Available data start

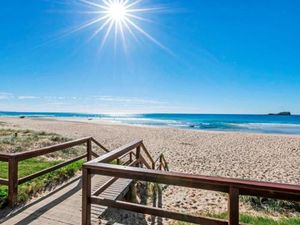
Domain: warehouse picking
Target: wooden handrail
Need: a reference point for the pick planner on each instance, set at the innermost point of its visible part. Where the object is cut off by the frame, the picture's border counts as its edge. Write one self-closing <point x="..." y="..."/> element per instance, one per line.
<point x="14" y="158"/>
<point x="46" y="150"/>
<point x="234" y="187"/>
<point x="147" y="153"/>
<point x="99" y="145"/>
<point x="3" y="181"/>
<point x="50" y="169"/>
<point x="113" y="155"/>
<point x="222" y="184"/>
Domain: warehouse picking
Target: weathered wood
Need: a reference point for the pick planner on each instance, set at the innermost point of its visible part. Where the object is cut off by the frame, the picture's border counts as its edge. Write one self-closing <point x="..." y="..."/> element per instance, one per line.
<point x="233" y="206"/>
<point x="50" y="169"/>
<point x="4" y="157"/>
<point x="112" y="155"/>
<point x="46" y="150"/>
<point x="262" y="189"/>
<point x="13" y="181"/>
<point x="148" y="154"/>
<point x="105" y="186"/>
<point x="64" y="205"/>
<point x="99" y="145"/>
<point x="86" y="195"/>
<point x="4" y="182"/>
<point x="156" y="211"/>
<point x="89" y="149"/>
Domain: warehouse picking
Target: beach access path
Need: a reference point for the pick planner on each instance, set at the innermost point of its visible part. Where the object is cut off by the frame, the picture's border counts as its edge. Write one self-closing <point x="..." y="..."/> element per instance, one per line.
<point x="63" y="206"/>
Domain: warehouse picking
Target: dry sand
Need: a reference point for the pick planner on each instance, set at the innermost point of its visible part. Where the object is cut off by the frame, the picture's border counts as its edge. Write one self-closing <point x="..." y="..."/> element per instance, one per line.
<point x="262" y="157"/>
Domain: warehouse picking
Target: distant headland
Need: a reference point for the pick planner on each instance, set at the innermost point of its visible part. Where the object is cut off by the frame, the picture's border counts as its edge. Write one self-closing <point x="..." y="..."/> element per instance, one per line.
<point x="280" y="114"/>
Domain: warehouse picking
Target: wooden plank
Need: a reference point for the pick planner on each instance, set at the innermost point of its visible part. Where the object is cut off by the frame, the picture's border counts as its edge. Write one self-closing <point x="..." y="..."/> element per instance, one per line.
<point x="233" y="206"/>
<point x="46" y="150"/>
<point x="105" y="186"/>
<point x="101" y="146"/>
<point x="4" y="182"/>
<point x="12" y="181"/>
<point x="156" y="211"/>
<point x="86" y="194"/>
<point x="50" y="169"/>
<point x="89" y="150"/>
<point x="112" y="155"/>
<point x="254" y="188"/>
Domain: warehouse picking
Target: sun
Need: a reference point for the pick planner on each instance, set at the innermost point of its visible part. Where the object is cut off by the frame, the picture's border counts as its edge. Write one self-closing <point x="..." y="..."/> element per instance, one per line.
<point x="118" y="19"/>
<point x="117" y="12"/>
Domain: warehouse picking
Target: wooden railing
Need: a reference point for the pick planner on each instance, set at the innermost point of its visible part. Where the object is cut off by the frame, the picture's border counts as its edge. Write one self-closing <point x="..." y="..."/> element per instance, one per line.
<point x="13" y="160"/>
<point x="132" y="169"/>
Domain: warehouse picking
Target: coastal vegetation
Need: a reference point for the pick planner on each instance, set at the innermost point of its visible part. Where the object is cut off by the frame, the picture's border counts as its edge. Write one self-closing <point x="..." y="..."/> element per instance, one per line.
<point x="17" y="140"/>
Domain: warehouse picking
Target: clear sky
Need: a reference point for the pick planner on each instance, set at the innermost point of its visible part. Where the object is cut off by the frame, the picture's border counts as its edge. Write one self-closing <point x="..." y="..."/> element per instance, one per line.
<point x="214" y="57"/>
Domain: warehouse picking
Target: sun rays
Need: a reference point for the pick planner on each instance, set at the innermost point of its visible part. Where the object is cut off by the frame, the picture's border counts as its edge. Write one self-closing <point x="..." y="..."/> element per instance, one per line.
<point x="118" y="20"/>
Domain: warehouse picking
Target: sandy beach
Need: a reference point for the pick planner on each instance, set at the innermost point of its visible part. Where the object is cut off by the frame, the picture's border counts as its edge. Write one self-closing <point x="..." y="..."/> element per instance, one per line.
<point x="262" y="157"/>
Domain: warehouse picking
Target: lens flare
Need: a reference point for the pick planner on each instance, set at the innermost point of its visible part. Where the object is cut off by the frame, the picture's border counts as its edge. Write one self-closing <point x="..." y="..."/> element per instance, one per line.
<point x="118" y="18"/>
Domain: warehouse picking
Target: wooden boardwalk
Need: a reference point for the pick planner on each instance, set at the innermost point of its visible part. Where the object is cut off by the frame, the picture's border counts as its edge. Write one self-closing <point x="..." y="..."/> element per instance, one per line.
<point x="63" y="206"/>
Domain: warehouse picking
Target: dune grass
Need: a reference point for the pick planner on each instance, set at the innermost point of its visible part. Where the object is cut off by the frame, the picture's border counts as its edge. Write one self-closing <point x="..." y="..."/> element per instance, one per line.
<point x="254" y="220"/>
<point x="15" y="140"/>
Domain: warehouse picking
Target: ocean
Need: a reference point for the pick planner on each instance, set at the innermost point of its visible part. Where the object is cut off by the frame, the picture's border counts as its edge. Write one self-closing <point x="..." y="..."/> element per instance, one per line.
<point x="241" y="123"/>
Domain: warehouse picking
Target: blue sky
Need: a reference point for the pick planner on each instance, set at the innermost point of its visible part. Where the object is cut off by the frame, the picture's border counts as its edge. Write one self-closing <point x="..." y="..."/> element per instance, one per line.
<point x="221" y="57"/>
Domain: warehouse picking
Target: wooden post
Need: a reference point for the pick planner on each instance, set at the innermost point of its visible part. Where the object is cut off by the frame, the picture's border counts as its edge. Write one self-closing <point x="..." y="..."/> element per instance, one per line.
<point x="233" y="206"/>
<point x="89" y="149"/>
<point x="138" y="153"/>
<point x="160" y="163"/>
<point x="86" y="194"/>
<point x="13" y="181"/>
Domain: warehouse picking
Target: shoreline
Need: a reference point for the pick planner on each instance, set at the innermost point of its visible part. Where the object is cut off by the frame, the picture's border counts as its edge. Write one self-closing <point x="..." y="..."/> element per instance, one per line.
<point x="117" y="123"/>
<point x="249" y="156"/>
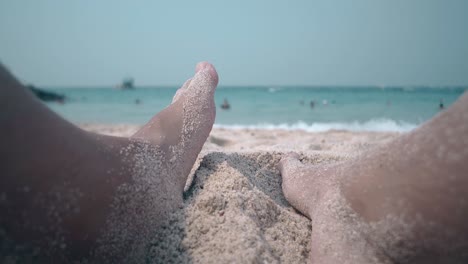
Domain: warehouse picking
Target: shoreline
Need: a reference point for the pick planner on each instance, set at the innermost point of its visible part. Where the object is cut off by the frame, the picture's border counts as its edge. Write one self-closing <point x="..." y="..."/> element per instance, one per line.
<point x="234" y="209"/>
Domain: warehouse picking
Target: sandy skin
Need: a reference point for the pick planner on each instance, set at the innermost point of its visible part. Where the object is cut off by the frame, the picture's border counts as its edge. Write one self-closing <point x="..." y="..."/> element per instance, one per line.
<point x="404" y="202"/>
<point x="94" y="191"/>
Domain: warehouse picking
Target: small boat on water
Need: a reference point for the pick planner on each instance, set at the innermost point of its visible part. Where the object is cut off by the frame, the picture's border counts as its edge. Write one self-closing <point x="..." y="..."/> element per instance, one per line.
<point x="126" y="84"/>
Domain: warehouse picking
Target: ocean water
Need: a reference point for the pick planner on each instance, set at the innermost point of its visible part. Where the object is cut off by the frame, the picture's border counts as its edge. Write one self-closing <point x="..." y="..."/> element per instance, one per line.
<point x="349" y="108"/>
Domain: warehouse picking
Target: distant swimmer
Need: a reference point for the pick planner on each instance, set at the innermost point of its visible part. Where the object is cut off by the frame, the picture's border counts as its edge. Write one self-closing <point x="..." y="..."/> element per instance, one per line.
<point x="225" y="105"/>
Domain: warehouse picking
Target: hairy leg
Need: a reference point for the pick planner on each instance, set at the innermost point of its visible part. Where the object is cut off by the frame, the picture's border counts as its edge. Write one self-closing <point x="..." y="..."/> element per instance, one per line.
<point x="403" y="202"/>
<point x="62" y="189"/>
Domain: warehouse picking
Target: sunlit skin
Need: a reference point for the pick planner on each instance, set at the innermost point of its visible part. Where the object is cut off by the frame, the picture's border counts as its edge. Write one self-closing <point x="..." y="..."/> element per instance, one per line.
<point x="42" y="153"/>
<point x="416" y="186"/>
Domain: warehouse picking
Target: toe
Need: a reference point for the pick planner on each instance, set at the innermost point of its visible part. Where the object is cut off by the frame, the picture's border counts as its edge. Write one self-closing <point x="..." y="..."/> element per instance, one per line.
<point x="206" y="72"/>
<point x="181" y="90"/>
<point x="295" y="182"/>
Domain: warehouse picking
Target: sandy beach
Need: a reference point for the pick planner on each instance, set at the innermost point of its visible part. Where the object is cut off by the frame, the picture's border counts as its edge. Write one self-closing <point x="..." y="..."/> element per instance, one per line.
<point x="234" y="209"/>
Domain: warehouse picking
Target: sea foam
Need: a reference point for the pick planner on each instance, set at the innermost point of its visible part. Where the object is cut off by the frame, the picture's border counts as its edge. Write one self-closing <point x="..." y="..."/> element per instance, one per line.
<point x="374" y="125"/>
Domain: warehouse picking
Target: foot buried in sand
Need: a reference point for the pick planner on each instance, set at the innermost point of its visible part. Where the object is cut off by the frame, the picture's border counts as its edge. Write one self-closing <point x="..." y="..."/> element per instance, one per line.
<point x="105" y="202"/>
<point x="399" y="203"/>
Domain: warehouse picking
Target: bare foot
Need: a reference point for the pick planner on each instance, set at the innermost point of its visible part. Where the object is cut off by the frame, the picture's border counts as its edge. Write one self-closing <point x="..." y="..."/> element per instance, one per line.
<point x="404" y="202"/>
<point x="336" y="229"/>
<point x="107" y="195"/>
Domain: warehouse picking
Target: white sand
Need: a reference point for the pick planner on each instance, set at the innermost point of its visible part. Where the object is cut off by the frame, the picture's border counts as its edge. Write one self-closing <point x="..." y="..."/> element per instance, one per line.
<point x="234" y="209"/>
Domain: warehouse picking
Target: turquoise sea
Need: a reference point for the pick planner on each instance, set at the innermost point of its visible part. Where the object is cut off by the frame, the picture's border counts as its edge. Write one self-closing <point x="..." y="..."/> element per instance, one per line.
<point x="350" y="108"/>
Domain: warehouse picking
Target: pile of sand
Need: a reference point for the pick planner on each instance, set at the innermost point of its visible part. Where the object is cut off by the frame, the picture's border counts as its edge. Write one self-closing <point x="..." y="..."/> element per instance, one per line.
<point x="234" y="209"/>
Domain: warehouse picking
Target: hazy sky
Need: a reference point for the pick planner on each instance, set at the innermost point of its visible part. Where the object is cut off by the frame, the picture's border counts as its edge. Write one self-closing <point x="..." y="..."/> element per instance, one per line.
<point x="266" y="42"/>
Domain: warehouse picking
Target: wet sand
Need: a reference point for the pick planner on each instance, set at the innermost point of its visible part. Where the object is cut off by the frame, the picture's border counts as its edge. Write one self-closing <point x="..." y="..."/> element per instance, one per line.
<point x="234" y="210"/>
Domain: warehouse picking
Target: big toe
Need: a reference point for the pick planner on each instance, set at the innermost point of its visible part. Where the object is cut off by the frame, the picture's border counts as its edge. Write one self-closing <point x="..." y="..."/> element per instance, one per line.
<point x="205" y="80"/>
<point x="295" y="182"/>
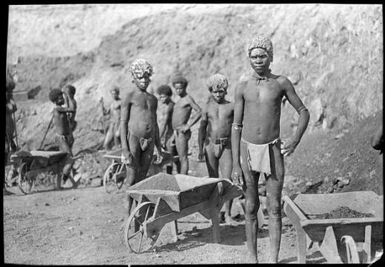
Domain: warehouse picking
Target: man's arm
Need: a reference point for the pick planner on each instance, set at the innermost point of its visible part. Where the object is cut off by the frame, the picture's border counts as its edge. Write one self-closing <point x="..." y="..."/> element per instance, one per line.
<point x="202" y="132"/>
<point x="236" y="131"/>
<point x="304" y="115"/>
<point x="124" y="117"/>
<point x="198" y="112"/>
<point x="157" y="138"/>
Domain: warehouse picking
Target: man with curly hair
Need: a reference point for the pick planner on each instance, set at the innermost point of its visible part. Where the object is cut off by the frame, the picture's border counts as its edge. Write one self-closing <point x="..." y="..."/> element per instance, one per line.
<point x="165" y="110"/>
<point x="181" y="121"/>
<point x="214" y="137"/>
<point x="256" y="143"/>
<point x="138" y="123"/>
<point x="63" y="133"/>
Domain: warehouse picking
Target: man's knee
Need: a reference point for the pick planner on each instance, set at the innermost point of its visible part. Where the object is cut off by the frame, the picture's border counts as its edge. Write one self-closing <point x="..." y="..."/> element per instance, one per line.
<point x="251" y="208"/>
<point x="274" y="208"/>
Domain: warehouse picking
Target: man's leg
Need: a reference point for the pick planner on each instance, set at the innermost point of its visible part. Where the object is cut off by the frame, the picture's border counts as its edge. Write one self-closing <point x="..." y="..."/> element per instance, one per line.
<point x="226" y="166"/>
<point x="251" y="203"/>
<point x="274" y="185"/>
<point x="182" y="148"/>
<point x="109" y="137"/>
<point x="212" y="162"/>
<point x="145" y="161"/>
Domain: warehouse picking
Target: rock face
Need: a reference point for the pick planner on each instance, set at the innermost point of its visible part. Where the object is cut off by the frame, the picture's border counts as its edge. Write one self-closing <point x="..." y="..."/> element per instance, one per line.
<point x="332" y="53"/>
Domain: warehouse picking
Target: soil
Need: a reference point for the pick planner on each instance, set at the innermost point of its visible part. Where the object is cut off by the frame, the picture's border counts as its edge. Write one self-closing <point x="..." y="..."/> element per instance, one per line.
<point x="342" y="212"/>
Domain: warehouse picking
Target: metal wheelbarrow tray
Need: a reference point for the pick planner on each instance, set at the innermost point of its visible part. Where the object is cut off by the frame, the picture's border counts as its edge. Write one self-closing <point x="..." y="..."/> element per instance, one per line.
<point x="330" y="233"/>
<point x="164" y="198"/>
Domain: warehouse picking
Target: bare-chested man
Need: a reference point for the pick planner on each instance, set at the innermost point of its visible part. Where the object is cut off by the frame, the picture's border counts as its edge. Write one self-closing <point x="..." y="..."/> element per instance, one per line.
<point x="70" y="101"/>
<point x="139" y="127"/>
<point x="64" y="137"/>
<point x="214" y="137"/>
<point x="113" y="130"/>
<point x="256" y="143"/>
<point x="181" y="122"/>
<point x="164" y="114"/>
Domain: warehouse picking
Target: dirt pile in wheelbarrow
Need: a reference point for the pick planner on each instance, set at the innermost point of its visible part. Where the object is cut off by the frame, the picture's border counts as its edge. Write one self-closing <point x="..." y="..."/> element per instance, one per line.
<point x="342" y="212"/>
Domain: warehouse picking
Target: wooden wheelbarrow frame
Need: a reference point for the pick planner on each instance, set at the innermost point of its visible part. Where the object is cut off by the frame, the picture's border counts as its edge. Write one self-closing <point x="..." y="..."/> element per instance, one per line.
<point x="331" y="234"/>
<point x="166" y="209"/>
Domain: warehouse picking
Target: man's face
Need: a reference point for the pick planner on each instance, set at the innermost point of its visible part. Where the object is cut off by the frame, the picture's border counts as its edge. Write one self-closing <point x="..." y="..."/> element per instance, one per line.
<point x="60" y="100"/>
<point x="115" y="94"/>
<point x="163" y="98"/>
<point x="141" y="79"/>
<point x="180" y="89"/>
<point x="219" y="94"/>
<point x="259" y="60"/>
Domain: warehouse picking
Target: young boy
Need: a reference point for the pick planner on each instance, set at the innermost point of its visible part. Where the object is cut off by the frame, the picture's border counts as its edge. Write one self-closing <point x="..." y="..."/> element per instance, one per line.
<point x="138" y="123"/>
<point x="164" y="114"/>
<point x="180" y="121"/>
<point x="70" y="102"/>
<point x="256" y="144"/>
<point x="214" y="137"/>
<point x="64" y="137"/>
<point x="113" y="130"/>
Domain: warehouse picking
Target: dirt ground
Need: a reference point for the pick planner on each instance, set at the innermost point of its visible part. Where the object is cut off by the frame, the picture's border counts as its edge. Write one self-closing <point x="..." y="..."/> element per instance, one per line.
<point x="85" y="226"/>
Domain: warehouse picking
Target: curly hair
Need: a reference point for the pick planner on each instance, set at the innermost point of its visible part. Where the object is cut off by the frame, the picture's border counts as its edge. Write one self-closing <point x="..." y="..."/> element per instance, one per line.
<point x="164" y="90"/>
<point x="141" y="65"/>
<point x="54" y="94"/>
<point x="179" y="79"/>
<point x="71" y="89"/>
<point x="261" y="41"/>
<point x="217" y="81"/>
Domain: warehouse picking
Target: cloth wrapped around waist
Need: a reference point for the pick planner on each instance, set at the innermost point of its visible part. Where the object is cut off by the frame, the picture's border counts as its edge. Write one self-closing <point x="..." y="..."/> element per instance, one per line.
<point x="258" y="156"/>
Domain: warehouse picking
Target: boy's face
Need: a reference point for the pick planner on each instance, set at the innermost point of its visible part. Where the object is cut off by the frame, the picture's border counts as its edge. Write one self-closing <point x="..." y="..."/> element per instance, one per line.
<point x="259" y="60"/>
<point x="219" y="94"/>
<point x="60" y="100"/>
<point x="163" y="98"/>
<point x="115" y="94"/>
<point x="141" y="79"/>
<point x="180" y="89"/>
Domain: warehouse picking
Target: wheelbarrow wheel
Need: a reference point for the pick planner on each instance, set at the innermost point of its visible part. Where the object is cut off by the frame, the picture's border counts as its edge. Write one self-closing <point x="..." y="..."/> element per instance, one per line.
<point x="135" y="233"/>
<point x="24" y="181"/>
<point x="109" y="177"/>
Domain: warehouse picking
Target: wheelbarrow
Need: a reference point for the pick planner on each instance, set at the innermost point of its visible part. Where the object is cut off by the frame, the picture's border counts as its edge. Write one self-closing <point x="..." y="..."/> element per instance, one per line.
<point x="115" y="175"/>
<point x="331" y="234"/>
<point x="164" y="198"/>
<point x="31" y="163"/>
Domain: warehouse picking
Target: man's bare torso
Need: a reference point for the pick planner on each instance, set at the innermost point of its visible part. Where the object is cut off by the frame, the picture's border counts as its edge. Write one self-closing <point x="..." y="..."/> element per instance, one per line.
<point x="182" y="112"/>
<point x="220" y="118"/>
<point x="262" y="109"/>
<point x="162" y="113"/>
<point x="142" y="114"/>
<point x="61" y="122"/>
<point x="115" y="111"/>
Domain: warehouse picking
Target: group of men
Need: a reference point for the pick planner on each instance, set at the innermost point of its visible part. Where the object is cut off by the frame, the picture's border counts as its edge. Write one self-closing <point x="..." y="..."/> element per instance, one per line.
<point x="240" y="138"/>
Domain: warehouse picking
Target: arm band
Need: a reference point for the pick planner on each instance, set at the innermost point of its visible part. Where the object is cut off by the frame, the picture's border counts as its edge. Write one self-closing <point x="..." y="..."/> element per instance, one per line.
<point x="303" y="108"/>
<point x="237" y="126"/>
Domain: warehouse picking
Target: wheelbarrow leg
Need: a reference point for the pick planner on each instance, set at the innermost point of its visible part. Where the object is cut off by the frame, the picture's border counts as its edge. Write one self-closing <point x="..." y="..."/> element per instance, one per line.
<point x="329" y="247"/>
<point x="367" y="244"/>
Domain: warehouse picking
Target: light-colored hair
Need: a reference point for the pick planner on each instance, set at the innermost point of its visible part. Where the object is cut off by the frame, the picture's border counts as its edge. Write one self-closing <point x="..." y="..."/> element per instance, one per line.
<point x="141" y="65"/>
<point x="261" y="41"/>
<point x="217" y="81"/>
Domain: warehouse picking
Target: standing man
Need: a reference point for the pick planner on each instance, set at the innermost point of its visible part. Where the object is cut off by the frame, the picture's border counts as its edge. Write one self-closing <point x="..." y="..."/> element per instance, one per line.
<point x="113" y="130"/>
<point x="138" y="123"/>
<point x="214" y="137"/>
<point x="180" y="121"/>
<point x="256" y="143"/>
<point x="164" y="113"/>
<point x="63" y="134"/>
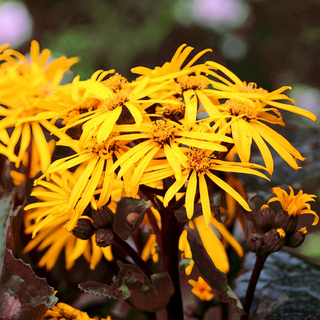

Available data end

**Set problem**
Pull out every line in the entries above that contains the word "water". Case counts.

**Worked answer**
Target: small boat on water
Target: ocean water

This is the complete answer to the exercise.